JOB: Convert all of the data below into a numbered list, one line per item, skipping blank lines. Omit the pictures from your output.

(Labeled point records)
──────

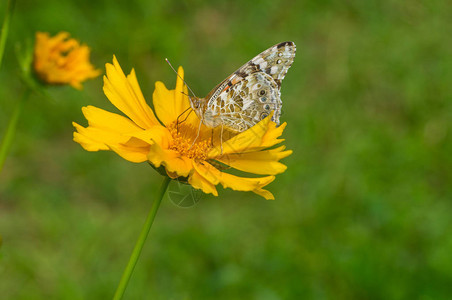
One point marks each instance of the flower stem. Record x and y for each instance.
(5, 28)
(140, 242)
(11, 129)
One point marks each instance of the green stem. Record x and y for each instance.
(11, 129)
(5, 28)
(140, 242)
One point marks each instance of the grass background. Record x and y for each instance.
(363, 211)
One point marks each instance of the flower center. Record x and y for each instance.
(183, 137)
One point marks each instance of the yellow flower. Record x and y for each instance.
(173, 144)
(62, 60)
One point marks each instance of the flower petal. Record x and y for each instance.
(246, 141)
(109, 131)
(172, 160)
(262, 162)
(126, 95)
(199, 182)
(170, 104)
(214, 176)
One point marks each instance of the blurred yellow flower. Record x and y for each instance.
(62, 60)
(174, 145)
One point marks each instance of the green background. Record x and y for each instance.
(362, 212)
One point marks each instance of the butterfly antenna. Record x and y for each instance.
(180, 77)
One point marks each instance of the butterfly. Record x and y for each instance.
(249, 94)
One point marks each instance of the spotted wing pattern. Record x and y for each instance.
(252, 92)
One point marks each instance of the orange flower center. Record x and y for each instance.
(184, 142)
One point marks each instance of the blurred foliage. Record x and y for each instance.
(363, 211)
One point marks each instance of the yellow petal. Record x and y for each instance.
(103, 119)
(261, 162)
(126, 95)
(170, 105)
(199, 182)
(244, 142)
(214, 176)
(131, 152)
(271, 136)
(172, 160)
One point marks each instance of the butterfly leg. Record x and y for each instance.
(211, 139)
(221, 139)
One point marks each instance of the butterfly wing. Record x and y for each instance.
(237, 102)
(247, 102)
(275, 61)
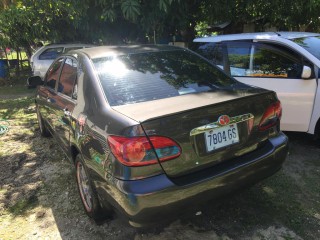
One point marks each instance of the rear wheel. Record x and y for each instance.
(87, 192)
(43, 130)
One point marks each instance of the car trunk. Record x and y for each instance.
(191, 121)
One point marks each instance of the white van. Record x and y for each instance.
(41, 60)
(286, 62)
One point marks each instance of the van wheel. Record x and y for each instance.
(87, 192)
(43, 130)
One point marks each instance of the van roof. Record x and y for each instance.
(258, 35)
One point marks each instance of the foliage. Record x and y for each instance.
(23, 22)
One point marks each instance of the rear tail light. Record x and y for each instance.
(139, 151)
(271, 116)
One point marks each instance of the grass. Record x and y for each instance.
(279, 201)
(23, 205)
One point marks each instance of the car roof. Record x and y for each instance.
(104, 51)
(257, 35)
(68, 45)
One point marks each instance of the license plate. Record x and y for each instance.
(221, 137)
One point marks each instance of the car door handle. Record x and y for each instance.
(66, 112)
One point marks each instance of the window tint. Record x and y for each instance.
(53, 74)
(68, 77)
(72, 48)
(155, 75)
(262, 60)
(51, 53)
(239, 58)
(206, 50)
(311, 44)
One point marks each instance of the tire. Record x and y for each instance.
(43, 130)
(88, 193)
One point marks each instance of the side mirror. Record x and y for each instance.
(306, 72)
(34, 81)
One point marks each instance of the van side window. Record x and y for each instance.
(51, 53)
(68, 77)
(53, 74)
(263, 60)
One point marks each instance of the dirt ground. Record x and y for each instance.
(39, 198)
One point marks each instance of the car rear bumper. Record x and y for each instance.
(148, 201)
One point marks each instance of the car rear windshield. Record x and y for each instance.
(141, 77)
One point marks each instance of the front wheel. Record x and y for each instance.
(87, 192)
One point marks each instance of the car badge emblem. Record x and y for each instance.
(224, 120)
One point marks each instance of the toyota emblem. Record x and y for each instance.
(224, 120)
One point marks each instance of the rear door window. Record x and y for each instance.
(53, 74)
(51, 53)
(72, 48)
(156, 75)
(249, 59)
(68, 77)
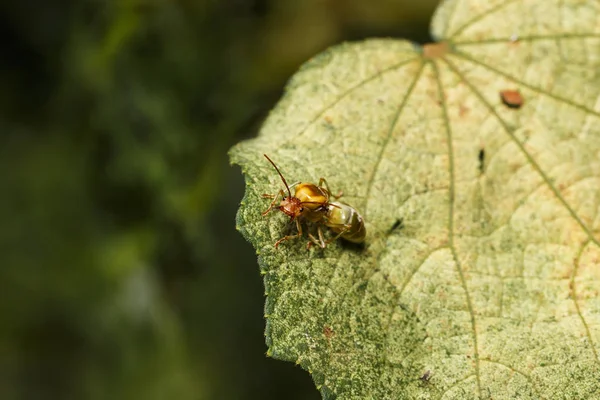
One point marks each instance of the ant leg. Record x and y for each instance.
(299, 234)
(319, 242)
(324, 181)
(345, 229)
(273, 202)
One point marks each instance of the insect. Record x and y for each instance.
(311, 203)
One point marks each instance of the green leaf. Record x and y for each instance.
(482, 258)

──────

OUTPUT OF THE TASK:
1. One point marks each instance of the flower stem. Record x and y for each instance.
2. (5, 28)
3. (140, 242)
4. (11, 129)
5. One point marks each instance of the green stem. Record x and y for each instance.
6. (11, 129)
7. (5, 28)
8. (140, 242)
9. One point marks each instance of the grass background. Record x and y for each instance.
10. (363, 211)
11. One point marks each instance of the flower center. Record x and y for each instance.
12. (183, 137)
13. One point marks each instance of the yellow flower. Record x and y for each instance.
14. (173, 144)
15. (62, 60)
16. One point marks each instance of the flower petal. Record x and y for each instance.
17. (246, 141)
18. (109, 131)
19. (172, 160)
20. (262, 162)
21. (126, 95)
22. (199, 182)
23. (170, 104)
24. (214, 176)
25. One point marks each instance of the blurred yellow flower. Record x and y for each instance.
26. (62, 60)
27. (174, 145)
28. One point marks each instance of the green background. Record x and y for each instance.
29. (362, 212)
30. One point marks each instance of the butterfly antenna. Record x and y for each instance.
31. (180, 77)
32. One point marks each instance of the butterfly. Record x and y for each instance.
33. (249, 94)
34. One point marks each instance of the spotted wing pattern. Record x and y for each instance.
35. (252, 92)
36. One point marks each instance of the orange flower center. Record x and y for each instance.
37. (184, 142)
38. One point marks each instance of the blurred foliage. Record x and y for each instance.
39. (363, 211)
40. One point marks each instance of the yellow petal. Record x and y for each instance.
41. (103, 119)
42. (261, 162)
43. (126, 95)
44. (170, 105)
45. (199, 182)
46. (244, 142)
47. (214, 176)
48. (131, 152)
49. (271, 136)
50. (172, 160)
51. One point marks each instance of the butterfly leg. Record x and y for each instance.
52. (211, 139)
53. (221, 139)
54. One point marks each instance of the butterfly wing. Record x and y for each instance.
55. (237, 102)
56. (247, 102)
57. (275, 61)
58. One point marks each instance of the rear wheel. Record x and y for each instance.
59. (87, 192)
60. (43, 130)
61. One point marks each instance of the car trunk. Record x and y for each instance.
62. (191, 121)
63. One point marks each instance of the white van. Record x and y for each instance.
64. (41, 60)
65. (286, 62)
66. One point marks each instance of the van wheel. Record x and y for each instance.
67. (87, 192)
68. (43, 130)
69. One point marks each instance of the van roof. Record x and y for each instance.
70. (258, 35)
71. One point marks each instance of the foliage. Record x and y for each instance.
72. (23, 22)
73. One point marks each instance of the rear tail light. Record x and y for each instance.
74. (139, 151)
75. (271, 116)
76. One point marks each instance of the grass. Record x and y for each instance.
77. (279, 201)
78. (23, 205)
79. One point marks each instance of the car roof. Record x and y for each instance.
80. (104, 51)
81. (257, 35)
82. (68, 45)
83. One point marks each instance of the license plate. Record x and y for each instance.
84. (221, 137)
85. One point marks each instance of the car door handle. Record x and y for each instance.
86. (66, 112)
87. One point marks each instance of the window tint. Record x and y for each instance.
88. (53, 74)
89. (68, 77)
90. (72, 48)
91. (155, 75)
92. (262, 60)
93. (51, 53)
94. (239, 58)
95. (206, 50)
96. (311, 44)
97. One point marks each instance of the tire. Record x and y for each instance.
98. (43, 130)
99. (88, 193)
100. One point marks each instance of the side mirror. Record x and y for each instance.
101. (306, 72)
102. (34, 81)
103. One point marks each instance of the van side window. Record x and y for each instance.
104. (51, 53)
105. (68, 77)
106. (53, 74)
107. (263, 60)
108. One point marks each instance of the dirt ground. Record x and y for each instance.
109. (39, 198)
110. One point marks each instance of the car rear bumper. Record x and y for each instance.
111. (148, 201)
112. One point marks each instance of the car rear windshield. Record x and y for each instance.
113. (141, 77)
114. One point marks each instance of the front wheel. Record x and y for each instance.
115. (87, 192)
116. One point marks each instance of the car badge emblem. Record x and y for each instance.
117. (224, 120)
118. One point marks each instance of the toyota emblem. Record x and y for each instance.
119. (224, 120)
120. One point marks each instance of the rear door window. Record x and y for each instance.
121. (53, 74)
122. (51, 53)
123. (72, 48)
124. (156, 75)
125. (249, 59)
126. (68, 77)
127. One point marks each instance of the ant leg. Record x and y for each instance.
128. (299, 234)
129. (319, 242)
130. (324, 181)
131. (345, 229)
132. (273, 202)
133. One point marks each instance of the insect. Record x and y for each instance.
134. (311, 203)
135. One point marks each instance of the green leaf. Record x and y for each instance.
136. (482, 258)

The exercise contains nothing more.